FUENTE.
Las feministas tenemos conocimientos teóricos y apoyo social para identificar agresiones machistas. Esto debería facilitar enfrentarlas. Y probablemente lo facilite. Pero no es tan fácil. Cuando nos ocurren cosas, no siempre logramos responder.
Y claro que nos ocurren cosas. Muchas feministas hemos tenido (voy a hablar todo el rato en primera persona del plural, independientemente de si a mí me han pasado o no) compañeros sentimentales que nos han maltratado psicológicamente, que nos han presionado para tener sexo de forma habitual o que incluso nos han intimidado y agredido físicamente; excompañeros o examantes que no han atendido nuestro deseo de romper todo contacto con ellos y han seguido acosándonos; a casi todas (si no a todas) las feministas nos ha pasado que un desconocido nos diga una obscenidad, nos toque el culo, nos saque la polla o nos siga de noche por la calle y no hayamos podido responder; a muchas el jefe u otros hombres con poder de nuestro entorno profesional nos han tratado con lascivia y nos han hecho insinuaciones sexuales... Y esas son sólo algunas de las caras de la violencia machista que enfrentamos las mujeres, también las feministas.

DATOS PROPORCIONADOS.
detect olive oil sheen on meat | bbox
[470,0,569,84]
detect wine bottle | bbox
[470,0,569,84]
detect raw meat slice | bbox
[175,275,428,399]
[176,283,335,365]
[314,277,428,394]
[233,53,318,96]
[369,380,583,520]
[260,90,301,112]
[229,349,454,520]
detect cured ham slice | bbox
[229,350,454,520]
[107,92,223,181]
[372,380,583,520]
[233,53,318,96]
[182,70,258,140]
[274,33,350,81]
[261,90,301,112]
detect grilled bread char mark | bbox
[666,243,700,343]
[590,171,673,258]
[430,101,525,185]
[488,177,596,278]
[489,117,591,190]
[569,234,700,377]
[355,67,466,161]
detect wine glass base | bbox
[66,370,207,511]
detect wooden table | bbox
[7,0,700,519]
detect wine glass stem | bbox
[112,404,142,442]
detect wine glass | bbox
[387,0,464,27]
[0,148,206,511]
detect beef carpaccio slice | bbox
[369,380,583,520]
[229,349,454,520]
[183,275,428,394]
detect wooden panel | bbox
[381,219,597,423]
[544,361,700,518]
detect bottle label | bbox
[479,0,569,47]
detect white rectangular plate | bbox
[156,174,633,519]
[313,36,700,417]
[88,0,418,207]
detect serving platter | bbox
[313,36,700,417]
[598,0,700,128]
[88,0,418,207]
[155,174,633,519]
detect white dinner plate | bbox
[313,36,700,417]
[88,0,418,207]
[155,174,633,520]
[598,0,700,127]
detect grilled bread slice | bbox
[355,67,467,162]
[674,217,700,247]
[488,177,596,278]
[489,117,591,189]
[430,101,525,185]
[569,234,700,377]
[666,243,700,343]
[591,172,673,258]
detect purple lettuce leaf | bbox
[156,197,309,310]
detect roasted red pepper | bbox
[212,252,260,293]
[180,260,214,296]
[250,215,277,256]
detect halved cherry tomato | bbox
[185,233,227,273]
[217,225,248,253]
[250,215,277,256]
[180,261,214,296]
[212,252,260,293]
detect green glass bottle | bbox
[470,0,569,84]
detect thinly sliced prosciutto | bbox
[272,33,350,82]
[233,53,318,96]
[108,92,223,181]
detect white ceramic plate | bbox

QUÉ SE PIDE.
**1)** Reproduce literalmente todo lo que va desde "Las feministas tenemos" hasta "siempre logramos responder.", en el texto sobre la violencia machista.
**2)** Prosigue el texto sobre la violencia machista a partir del punto en que termina.

RESPUESTAS DEL EJERCICIO.
**1)**
Las feministas tenemos conocimientos teóricos y apoyo social para identificar agresiones machistas. Esto debería facilitar enfrentarlas. Y probablemente lo facilite. Pero no es tan fácil. Cuando nos ocurren cosas, no siempre logramos responder.

**2)**
Cuando una está sensibilizada, tiene la información y la red de apoyo, y aún así no sabe responder, se siente especialmente culpable. Es más, se siente avergonzada. ¿Cómo me ha podido pasar esto a mí?¿Cómo he podido permitirlo? ¿Cómo es que no he sabido pararlo? Si no denuncia, una se siente cobarde, muy cobarde. Un fracaso de feminista. Es rarísimo cuando te das cuenta de que, pese a ser experta en detectar expresiones de machismo y de dominación masculina en otras personas, te sientes incapaz de discernir si lo que a ti te ha pasado se puede calificar de agresión, de acoso, de abuso, de intimidación, de violación. Hablas con tus amigas feministas y lo ven claro. Hablas con tus amistades no feministas, que a veces te han reprochado que lo atribuyes todo al patriarcado, y también lo ven claro. Pides asesoramiento profesional y el análisis también es claro. Todo el mundo tiene meridianamente claro que eso que te ha pasado es una agresión, un abuso, acoso, intimidación, violación, menos tú.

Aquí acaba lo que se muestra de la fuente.